- Aim of the task
Each line from the one containing "If you could spot the white toilet" through the end of the data must be retyped exactly, and no other line.

- Point localization data
[Start of Attachment]

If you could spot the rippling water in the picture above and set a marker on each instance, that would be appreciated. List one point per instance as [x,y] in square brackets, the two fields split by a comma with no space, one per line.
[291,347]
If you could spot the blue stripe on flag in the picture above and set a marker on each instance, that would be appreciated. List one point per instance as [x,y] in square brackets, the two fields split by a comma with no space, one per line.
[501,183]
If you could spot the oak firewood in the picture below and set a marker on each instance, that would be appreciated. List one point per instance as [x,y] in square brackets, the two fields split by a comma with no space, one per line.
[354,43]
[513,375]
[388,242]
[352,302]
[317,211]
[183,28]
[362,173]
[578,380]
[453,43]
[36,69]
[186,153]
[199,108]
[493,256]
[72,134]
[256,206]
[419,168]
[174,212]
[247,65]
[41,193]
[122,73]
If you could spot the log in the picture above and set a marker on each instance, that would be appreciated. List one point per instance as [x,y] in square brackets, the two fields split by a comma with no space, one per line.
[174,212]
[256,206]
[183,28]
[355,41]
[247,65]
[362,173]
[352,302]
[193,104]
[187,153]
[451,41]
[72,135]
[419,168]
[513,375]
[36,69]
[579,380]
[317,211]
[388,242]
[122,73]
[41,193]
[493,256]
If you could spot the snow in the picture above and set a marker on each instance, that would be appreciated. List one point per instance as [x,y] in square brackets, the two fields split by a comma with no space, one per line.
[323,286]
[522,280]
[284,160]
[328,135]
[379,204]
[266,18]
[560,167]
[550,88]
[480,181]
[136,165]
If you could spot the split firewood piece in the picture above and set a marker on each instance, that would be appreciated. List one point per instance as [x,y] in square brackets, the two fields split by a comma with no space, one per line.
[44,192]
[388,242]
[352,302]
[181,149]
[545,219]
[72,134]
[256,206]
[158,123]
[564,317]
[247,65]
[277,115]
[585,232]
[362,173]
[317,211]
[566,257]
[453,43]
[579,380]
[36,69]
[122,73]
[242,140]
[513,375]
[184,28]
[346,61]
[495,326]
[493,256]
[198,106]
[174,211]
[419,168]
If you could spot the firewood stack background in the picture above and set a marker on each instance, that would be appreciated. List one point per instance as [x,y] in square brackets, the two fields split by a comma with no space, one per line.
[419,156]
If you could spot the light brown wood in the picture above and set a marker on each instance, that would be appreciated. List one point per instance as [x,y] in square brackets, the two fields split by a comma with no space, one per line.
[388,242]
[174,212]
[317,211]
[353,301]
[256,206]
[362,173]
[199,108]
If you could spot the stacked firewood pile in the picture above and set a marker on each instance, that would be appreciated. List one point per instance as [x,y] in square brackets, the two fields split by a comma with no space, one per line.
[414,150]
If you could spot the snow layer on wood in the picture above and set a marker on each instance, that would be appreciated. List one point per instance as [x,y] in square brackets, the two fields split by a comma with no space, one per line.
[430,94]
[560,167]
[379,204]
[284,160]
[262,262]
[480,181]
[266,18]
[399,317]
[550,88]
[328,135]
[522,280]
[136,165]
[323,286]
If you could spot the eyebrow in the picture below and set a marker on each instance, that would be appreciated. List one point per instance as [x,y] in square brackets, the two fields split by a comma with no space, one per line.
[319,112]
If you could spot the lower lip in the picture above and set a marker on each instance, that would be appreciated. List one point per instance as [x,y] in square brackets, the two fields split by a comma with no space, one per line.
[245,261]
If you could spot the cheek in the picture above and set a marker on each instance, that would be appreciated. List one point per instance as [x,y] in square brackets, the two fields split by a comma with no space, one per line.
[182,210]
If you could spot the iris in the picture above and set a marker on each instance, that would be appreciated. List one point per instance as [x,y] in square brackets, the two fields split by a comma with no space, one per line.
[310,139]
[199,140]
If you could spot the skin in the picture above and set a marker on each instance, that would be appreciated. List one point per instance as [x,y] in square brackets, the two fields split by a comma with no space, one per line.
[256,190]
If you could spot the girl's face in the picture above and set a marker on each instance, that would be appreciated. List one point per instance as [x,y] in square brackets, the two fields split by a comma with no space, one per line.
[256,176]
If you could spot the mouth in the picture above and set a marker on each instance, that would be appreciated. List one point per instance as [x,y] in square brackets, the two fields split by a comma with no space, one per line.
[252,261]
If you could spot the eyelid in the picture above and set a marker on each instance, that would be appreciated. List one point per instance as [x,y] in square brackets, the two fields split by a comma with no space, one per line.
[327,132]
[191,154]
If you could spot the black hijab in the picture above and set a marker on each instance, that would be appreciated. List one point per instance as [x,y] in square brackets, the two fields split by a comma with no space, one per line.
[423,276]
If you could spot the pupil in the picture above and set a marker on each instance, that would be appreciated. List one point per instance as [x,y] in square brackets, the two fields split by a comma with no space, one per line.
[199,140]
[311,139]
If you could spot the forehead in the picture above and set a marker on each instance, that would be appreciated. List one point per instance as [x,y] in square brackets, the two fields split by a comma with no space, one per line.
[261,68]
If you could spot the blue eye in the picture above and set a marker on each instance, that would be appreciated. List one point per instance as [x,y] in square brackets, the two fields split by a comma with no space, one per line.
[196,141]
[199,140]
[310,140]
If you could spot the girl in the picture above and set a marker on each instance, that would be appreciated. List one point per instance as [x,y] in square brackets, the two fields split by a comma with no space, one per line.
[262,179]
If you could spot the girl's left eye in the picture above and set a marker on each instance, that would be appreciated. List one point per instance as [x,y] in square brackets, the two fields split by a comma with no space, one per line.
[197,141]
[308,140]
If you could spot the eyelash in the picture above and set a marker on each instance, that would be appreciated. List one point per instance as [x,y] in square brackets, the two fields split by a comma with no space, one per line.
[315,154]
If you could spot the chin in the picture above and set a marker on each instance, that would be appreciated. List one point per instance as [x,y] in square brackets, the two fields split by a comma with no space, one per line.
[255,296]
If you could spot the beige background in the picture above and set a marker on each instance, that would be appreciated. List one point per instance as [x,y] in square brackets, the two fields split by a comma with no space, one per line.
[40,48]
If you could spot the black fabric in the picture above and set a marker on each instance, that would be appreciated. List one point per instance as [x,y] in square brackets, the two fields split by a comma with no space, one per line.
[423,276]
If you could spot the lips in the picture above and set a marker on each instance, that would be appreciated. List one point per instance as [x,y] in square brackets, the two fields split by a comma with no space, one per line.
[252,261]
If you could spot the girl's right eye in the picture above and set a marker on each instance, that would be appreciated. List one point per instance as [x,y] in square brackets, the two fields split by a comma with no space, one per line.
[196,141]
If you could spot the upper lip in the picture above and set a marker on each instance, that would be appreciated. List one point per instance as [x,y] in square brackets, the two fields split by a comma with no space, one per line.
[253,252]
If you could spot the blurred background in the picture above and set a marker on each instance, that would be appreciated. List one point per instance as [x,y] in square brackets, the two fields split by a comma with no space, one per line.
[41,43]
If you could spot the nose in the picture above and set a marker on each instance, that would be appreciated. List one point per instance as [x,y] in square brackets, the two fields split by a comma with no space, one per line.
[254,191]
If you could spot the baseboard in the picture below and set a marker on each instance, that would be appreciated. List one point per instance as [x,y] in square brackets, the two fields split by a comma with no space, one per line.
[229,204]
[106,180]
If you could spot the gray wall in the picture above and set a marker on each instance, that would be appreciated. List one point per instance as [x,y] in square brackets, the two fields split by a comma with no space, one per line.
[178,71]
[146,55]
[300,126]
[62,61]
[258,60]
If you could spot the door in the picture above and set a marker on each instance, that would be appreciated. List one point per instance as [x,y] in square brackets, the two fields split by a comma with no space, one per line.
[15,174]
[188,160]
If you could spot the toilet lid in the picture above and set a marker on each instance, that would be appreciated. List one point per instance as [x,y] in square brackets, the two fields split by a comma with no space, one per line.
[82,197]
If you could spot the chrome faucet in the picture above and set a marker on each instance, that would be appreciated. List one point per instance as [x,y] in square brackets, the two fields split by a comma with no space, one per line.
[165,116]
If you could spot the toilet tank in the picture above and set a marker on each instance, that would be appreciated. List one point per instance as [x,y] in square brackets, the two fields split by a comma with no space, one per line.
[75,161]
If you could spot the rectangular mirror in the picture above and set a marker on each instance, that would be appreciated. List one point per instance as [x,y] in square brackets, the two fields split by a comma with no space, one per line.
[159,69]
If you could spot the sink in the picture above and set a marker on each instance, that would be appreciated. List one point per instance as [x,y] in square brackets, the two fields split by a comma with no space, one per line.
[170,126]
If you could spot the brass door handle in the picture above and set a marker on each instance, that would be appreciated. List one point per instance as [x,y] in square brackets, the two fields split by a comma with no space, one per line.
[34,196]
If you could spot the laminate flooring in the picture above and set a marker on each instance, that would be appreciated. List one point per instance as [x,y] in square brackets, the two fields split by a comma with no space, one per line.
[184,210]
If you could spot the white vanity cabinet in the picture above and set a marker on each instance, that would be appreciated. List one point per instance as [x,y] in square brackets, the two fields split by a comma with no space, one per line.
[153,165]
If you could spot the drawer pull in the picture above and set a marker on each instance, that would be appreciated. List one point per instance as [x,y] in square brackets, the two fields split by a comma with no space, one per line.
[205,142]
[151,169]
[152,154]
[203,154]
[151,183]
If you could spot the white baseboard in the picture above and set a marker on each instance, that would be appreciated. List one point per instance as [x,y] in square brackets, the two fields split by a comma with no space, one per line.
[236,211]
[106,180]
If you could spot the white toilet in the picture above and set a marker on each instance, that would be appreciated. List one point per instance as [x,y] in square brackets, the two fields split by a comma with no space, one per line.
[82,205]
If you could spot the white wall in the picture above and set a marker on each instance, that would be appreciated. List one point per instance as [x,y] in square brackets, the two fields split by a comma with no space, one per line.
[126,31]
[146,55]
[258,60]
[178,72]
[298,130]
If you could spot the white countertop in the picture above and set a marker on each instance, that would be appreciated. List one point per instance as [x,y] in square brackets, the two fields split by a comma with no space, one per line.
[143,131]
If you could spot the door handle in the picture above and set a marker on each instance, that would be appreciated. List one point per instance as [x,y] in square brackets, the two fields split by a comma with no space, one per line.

[End of Attachment]

- Response to this exercise
If you could spot the white toilet in the picture above and set a marker on each instance, that would be appreciated. List one point per instance as [x,y] in square brackets, the two fields split by a comma with no space, one per line.
[82,205]
If you could spot the white wall in the picture above and set a marker on each instance, that would be appreciated. List one point per instance as [x,y] in square brackets, the two fields split by a comma with no space, one per line.
[126,31]
[146,55]
[258,60]
[178,72]
[298,130]
If you could spot the white countertop in the picture above and set a marker on each instance, that would be appreciated. List one point per instance as [x,y] in square brackets, the two fields split by a comma with no space, one per line.
[143,131]
If you could spot the door handle in the picture above and set a marker on each instance, that would be appreciated. List one point per instance as [x,y] in square brackets, the two fields split by a comma with no space, one per line.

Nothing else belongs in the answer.